-- To be done --
Show each line from the items below that contains the word "droplet".

....................

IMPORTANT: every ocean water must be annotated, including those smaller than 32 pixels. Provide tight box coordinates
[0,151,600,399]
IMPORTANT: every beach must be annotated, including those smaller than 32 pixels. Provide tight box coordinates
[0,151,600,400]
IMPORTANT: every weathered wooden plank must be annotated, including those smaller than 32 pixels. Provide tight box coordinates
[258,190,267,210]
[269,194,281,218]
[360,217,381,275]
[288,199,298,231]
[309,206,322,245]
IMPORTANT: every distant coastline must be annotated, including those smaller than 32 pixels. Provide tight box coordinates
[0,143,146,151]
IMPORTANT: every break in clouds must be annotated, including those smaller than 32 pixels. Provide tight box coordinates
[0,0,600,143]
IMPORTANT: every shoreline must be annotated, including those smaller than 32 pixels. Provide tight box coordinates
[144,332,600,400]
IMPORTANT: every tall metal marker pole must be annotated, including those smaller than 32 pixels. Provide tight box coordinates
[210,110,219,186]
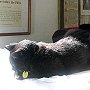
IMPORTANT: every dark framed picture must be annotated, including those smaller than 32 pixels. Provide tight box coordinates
[58,0,80,28]
[0,0,31,36]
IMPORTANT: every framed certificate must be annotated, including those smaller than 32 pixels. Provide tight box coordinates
[58,0,79,28]
[0,0,31,36]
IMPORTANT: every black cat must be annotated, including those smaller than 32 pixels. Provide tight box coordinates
[6,24,90,79]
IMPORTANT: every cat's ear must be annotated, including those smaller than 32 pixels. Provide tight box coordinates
[5,43,17,51]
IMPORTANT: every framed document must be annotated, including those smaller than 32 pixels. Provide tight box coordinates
[80,0,90,15]
[58,0,79,29]
[0,0,31,36]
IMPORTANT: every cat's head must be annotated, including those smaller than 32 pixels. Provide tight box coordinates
[6,40,39,79]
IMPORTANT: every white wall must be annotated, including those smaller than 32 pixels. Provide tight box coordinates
[0,0,58,48]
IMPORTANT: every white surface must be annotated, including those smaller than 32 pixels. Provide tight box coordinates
[0,50,90,90]
[0,0,58,48]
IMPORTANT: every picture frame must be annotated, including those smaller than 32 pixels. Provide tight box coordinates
[58,0,80,29]
[80,0,90,15]
[0,0,31,36]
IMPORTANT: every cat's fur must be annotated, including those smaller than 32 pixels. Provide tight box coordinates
[6,24,90,78]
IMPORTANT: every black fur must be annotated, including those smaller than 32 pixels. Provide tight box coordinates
[6,24,90,78]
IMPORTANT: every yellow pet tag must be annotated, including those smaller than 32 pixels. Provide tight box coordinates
[22,71,29,78]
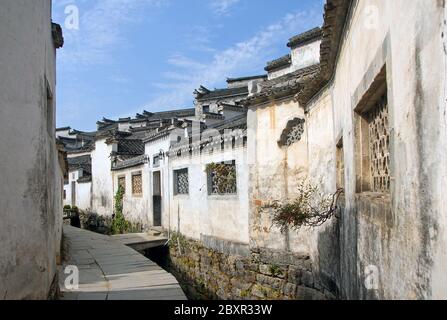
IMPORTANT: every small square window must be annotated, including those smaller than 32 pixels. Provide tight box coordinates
[153,155,160,168]
[132,173,143,195]
[207,161,237,195]
[118,177,126,193]
[174,169,189,195]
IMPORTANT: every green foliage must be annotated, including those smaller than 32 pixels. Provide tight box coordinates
[264,181,343,232]
[110,186,131,234]
[206,163,237,194]
[168,232,188,248]
[270,264,283,277]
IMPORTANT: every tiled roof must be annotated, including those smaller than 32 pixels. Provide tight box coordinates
[117,139,144,155]
[196,86,248,101]
[296,0,353,105]
[112,155,148,171]
[210,114,247,131]
[227,74,267,83]
[287,27,323,48]
[265,54,292,72]
[67,155,92,173]
[242,65,320,106]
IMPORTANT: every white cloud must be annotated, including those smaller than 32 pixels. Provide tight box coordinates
[211,0,240,15]
[136,12,321,112]
[54,0,167,70]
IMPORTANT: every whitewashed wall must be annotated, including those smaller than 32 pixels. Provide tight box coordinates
[92,138,114,216]
[0,0,62,299]
[169,147,249,244]
[112,164,151,227]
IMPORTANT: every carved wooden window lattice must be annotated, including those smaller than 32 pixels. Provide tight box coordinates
[132,173,143,195]
[174,169,189,195]
[118,177,126,193]
[366,94,390,193]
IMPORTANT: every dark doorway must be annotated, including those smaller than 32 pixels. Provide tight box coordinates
[152,171,161,227]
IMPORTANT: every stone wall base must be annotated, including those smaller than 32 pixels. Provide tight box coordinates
[169,235,335,300]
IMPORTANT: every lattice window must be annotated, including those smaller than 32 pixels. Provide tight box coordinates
[118,177,126,193]
[366,94,390,193]
[278,118,306,147]
[132,173,143,195]
[207,163,237,195]
[153,155,161,168]
[174,169,189,195]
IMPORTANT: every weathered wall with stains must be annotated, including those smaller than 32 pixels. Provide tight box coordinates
[0,0,63,300]
[330,0,447,299]
[168,140,249,246]
[92,138,113,217]
[249,90,340,294]
[112,164,151,227]
[248,98,308,252]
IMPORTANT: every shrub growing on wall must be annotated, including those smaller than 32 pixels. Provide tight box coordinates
[110,186,131,234]
[264,181,343,232]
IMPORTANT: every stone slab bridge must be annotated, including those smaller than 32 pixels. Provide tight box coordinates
[59,226,186,300]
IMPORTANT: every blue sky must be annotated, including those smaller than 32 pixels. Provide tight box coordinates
[53,0,323,131]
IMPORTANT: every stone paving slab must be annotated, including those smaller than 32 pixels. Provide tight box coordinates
[59,226,186,300]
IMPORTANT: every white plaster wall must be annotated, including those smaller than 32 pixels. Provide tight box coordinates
[76,182,92,211]
[92,139,114,216]
[0,0,62,299]
[248,98,308,252]
[268,66,292,80]
[112,164,151,227]
[168,147,249,244]
[326,0,447,299]
[290,40,321,72]
[145,136,171,229]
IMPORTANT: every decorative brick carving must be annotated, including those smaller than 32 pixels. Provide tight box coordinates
[278,118,306,147]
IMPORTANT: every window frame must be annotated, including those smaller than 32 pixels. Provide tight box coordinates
[131,171,144,197]
[172,167,191,196]
[206,160,239,198]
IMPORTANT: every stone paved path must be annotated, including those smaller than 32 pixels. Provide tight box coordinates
[59,226,186,300]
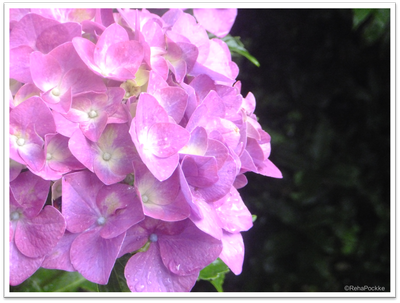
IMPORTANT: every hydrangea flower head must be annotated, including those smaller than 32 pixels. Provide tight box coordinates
[8,8,282,292]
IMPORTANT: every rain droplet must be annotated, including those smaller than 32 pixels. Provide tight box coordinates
[88,109,97,118]
[10,211,20,221]
[103,152,111,161]
[97,216,106,225]
[149,234,158,242]
[142,195,149,203]
[17,138,25,146]
[135,284,144,291]
[51,87,60,97]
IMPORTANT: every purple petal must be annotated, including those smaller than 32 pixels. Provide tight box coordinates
[41,231,79,271]
[104,41,143,81]
[13,83,41,107]
[135,164,190,221]
[118,222,151,258]
[36,22,82,54]
[10,242,44,286]
[181,155,219,187]
[153,87,188,123]
[213,187,253,233]
[193,8,237,38]
[93,23,129,68]
[180,126,208,156]
[158,220,222,275]
[14,205,65,258]
[191,156,236,202]
[72,37,102,76]
[30,51,62,92]
[10,45,33,83]
[70,229,125,284]
[189,197,222,239]
[68,129,100,172]
[125,244,198,292]
[62,171,104,233]
[148,123,190,158]
[10,171,50,218]
[97,184,144,239]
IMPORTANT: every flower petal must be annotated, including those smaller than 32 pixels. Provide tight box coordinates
[125,244,198,292]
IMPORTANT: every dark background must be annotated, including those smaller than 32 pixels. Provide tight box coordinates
[193,9,391,292]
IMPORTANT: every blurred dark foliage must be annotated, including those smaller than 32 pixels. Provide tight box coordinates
[193,9,391,292]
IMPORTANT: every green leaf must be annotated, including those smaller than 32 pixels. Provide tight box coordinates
[98,254,131,292]
[222,35,260,67]
[353,8,373,29]
[198,258,229,292]
[208,33,260,67]
[10,268,97,292]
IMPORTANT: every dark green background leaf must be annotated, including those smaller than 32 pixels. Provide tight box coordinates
[10,268,97,292]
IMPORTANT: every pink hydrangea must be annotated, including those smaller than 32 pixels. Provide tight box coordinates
[9,8,282,292]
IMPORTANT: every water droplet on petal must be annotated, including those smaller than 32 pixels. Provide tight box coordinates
[135,284,144,291]
[17,138,25,146]
[51,87,60,97]
[103,152,111,161]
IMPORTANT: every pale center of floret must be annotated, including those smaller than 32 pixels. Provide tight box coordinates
[51,87,60,97]
[10,211,20,221]
[103,152,111,161]
[149,234,158,242]
[142,195,149,203]
[17,138,25,146]
[88,109,97,118]
[97,216,106,225]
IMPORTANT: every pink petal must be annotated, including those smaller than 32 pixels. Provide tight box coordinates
[14,205,65,258]
[70,229,125,284]
[125,244,198,292]
[148,123,190,158]
[9,242,44,286]
[62,170,104,233]
[213,187,253,233]
[191,156,236,202]
[10,171,50,218]
[10,45,33,83]
[96,184,144,239]
[135,164,190,221]
[68,129,100,172]
[93,23,129,68]
[36,22,82,54]
[153,87,188,123]
[104,41,143,81]
[193,8,237,38]
[181,155,219,187]
[30,51,62,92]
[189,197,222,239]
[158,220,222,275]
[72,37,102,76]
[41,231,79,271]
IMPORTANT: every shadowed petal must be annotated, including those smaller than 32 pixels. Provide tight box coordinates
[125,244,198,292]
[70,229,125,284]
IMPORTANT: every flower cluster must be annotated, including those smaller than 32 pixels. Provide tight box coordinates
[9,9,282,291]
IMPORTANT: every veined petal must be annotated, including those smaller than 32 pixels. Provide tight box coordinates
[92,23,129,68]
[30,51,62,92]
[125,243,198,292]
[72,37,102,76]
[14,205,65,258]
[147,123,190,158]
[70,229,125,284]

....................

-- Solution for this problem --
IMPORTANT: every rain droplet must be annotated, including those smaller than 32 pixels. Provide tight box coordinates
IMPORTANT: every water droplet on petal must be annotated, including those smaller than 32 pixels. Provide tight box coordinates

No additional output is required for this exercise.